# Data for this task
- Opening Delimiter -
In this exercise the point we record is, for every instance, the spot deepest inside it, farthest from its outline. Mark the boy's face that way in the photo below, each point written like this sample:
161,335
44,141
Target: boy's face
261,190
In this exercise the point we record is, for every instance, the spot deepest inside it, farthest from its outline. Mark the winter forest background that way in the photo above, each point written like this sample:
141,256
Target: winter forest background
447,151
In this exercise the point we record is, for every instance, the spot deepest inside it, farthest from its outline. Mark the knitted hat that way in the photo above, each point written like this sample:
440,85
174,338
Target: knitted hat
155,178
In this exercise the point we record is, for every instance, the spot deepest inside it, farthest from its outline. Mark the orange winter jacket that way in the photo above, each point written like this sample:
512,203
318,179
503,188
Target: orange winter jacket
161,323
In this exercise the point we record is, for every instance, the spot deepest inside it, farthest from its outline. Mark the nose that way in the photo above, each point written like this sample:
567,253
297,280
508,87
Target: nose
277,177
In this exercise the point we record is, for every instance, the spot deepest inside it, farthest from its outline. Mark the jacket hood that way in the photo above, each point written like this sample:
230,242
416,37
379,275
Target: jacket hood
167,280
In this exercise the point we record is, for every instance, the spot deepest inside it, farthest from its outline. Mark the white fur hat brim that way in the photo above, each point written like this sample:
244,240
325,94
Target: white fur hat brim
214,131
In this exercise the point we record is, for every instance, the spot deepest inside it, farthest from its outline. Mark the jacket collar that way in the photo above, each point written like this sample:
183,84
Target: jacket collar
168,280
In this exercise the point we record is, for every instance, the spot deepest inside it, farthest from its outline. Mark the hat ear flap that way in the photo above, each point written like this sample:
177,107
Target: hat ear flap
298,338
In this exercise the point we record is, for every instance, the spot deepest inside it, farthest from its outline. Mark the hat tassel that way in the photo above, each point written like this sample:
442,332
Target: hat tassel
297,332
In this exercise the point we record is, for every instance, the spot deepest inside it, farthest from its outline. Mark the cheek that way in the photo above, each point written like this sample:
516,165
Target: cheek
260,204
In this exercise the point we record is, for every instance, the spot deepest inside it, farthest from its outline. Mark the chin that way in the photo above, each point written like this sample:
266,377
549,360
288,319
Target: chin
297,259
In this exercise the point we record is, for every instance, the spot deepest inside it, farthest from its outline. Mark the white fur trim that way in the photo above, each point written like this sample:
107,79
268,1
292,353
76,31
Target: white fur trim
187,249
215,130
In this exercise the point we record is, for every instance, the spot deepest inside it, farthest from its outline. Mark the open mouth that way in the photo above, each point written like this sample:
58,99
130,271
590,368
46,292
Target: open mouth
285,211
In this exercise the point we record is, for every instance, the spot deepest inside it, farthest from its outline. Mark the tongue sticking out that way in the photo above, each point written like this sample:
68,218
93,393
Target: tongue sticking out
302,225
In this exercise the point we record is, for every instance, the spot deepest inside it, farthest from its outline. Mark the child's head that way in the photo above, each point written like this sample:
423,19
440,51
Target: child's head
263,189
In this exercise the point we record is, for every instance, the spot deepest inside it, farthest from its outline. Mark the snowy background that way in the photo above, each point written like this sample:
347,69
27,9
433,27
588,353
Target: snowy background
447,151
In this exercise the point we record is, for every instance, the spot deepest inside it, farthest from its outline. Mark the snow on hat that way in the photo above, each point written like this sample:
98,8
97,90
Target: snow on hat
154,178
- Closing Delimiter -
- Opening Delimiter -
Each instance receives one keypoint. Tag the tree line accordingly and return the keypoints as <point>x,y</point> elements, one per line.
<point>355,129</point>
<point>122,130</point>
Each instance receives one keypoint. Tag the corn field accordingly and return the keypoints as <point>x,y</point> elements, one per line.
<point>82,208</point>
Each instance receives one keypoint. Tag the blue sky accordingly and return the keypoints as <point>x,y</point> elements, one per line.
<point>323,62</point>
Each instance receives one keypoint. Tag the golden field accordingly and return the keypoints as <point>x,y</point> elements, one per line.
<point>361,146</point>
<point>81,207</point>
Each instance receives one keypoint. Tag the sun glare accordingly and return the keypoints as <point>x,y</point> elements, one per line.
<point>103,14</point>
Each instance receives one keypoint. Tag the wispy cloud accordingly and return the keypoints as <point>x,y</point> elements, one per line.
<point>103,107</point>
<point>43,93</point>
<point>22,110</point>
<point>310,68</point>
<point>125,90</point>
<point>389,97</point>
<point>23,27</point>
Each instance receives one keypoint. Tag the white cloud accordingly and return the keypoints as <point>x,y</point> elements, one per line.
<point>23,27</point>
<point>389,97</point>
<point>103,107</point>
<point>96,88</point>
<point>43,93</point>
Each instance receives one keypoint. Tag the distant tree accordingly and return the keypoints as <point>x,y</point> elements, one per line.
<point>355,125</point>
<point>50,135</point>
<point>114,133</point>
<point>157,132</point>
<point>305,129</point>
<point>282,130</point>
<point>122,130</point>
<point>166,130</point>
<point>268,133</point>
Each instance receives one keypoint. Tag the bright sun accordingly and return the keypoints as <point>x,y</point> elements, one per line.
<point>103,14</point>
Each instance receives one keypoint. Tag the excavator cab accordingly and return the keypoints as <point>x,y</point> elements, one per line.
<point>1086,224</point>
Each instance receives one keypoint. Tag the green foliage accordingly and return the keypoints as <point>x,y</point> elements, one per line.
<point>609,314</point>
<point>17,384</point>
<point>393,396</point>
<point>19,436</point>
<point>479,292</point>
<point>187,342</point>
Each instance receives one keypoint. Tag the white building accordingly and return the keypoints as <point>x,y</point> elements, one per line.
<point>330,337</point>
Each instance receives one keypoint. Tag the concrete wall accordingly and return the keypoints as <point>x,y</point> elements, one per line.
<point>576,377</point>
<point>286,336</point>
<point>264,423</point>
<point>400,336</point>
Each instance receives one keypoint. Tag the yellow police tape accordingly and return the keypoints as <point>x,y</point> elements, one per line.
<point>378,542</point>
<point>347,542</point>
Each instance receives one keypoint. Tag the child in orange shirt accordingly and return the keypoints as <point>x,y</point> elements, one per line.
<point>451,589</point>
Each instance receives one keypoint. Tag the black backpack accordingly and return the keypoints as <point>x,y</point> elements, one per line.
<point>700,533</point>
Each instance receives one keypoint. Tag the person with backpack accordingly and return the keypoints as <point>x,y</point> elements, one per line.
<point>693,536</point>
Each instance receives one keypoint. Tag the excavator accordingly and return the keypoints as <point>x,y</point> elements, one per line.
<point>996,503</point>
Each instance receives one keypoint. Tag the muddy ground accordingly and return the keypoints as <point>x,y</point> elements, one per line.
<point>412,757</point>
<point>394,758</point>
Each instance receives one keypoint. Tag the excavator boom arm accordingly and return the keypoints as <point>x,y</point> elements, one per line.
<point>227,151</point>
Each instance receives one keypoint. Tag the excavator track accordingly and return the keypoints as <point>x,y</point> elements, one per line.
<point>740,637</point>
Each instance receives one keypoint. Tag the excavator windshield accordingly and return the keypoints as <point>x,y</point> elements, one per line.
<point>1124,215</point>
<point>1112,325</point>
- Closing Delimiter -
- Opening Delimiter -
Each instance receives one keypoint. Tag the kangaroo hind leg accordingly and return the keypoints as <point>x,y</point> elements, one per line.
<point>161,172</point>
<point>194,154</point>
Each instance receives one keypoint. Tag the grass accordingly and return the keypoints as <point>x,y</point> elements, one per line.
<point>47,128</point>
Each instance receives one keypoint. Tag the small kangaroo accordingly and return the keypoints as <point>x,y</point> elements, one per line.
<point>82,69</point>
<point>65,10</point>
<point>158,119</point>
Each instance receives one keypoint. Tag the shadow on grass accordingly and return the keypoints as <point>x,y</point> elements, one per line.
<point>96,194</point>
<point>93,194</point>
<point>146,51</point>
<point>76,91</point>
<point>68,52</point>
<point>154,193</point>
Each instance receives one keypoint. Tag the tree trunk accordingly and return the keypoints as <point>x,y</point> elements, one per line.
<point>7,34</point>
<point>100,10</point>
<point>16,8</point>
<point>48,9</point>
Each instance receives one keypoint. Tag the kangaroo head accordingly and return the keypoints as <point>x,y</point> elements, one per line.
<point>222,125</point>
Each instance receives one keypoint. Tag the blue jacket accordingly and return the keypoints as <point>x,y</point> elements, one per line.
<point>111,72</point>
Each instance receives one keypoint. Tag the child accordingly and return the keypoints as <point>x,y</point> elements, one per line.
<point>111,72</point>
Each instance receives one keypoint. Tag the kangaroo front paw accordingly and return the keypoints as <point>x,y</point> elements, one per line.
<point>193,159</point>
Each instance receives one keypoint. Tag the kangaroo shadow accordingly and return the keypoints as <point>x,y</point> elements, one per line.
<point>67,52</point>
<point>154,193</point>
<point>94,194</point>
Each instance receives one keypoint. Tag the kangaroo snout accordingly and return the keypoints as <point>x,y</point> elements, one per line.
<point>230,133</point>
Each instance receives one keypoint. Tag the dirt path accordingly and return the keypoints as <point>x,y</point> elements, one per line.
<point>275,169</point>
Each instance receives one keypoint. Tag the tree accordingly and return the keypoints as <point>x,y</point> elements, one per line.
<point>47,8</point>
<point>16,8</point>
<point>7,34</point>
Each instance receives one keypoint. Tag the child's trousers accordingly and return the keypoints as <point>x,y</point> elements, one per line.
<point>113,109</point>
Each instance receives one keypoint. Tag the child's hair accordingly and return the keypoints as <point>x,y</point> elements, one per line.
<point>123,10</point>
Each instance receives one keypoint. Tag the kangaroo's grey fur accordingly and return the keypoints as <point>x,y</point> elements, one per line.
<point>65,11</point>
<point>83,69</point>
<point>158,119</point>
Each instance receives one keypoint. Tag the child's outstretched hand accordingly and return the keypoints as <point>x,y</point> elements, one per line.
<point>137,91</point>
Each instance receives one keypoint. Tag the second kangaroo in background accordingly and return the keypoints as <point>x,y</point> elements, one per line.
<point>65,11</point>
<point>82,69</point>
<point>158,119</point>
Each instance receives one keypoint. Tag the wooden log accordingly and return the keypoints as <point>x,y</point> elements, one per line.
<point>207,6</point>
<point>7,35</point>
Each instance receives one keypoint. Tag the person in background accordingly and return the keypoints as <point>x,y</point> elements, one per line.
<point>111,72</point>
- Closing Delimiter -
# Work request
In the listing above, locate the line containing "hat brim that" and the line containing "Mark the cheek". Extract those two lines and every line between them, exactly as written, and only those.

# Result
In this exercise the point we record is, for every instance, the spot deepest inside it, farthest from its outline. Mark the white fur hat brim that way in the photo above, each point written like this sample:
244,240
325,94
Target: white fur hat brim
214,131
In this exercise the point we record is, for every instance, the spot deepest inside it, farthest from its outline. Mark the jacket collar that way in the photo above, each point written like this sample:
183,84
Target: jacket collar
168,280
In this exercise the point we record is, for every instance, the spot deepest inside it, farthest from its outline. Mark the hat ear flap that way in the photo above, each point written like this sample:
177,107
Target: hat ear flap
298,338
In this exercise the point we record is, for every instance, the spot deepest inside it, farthest from its outline. Mark the hat tassel that way in the photo above, each point written like this sample:
442,332
Target: hat tassel
297,332
In this exercise the point we record is, for every instance, the spot deepest inside it, farthest from its outline. Mark the cheek that way in the photo above, each point written like this sample:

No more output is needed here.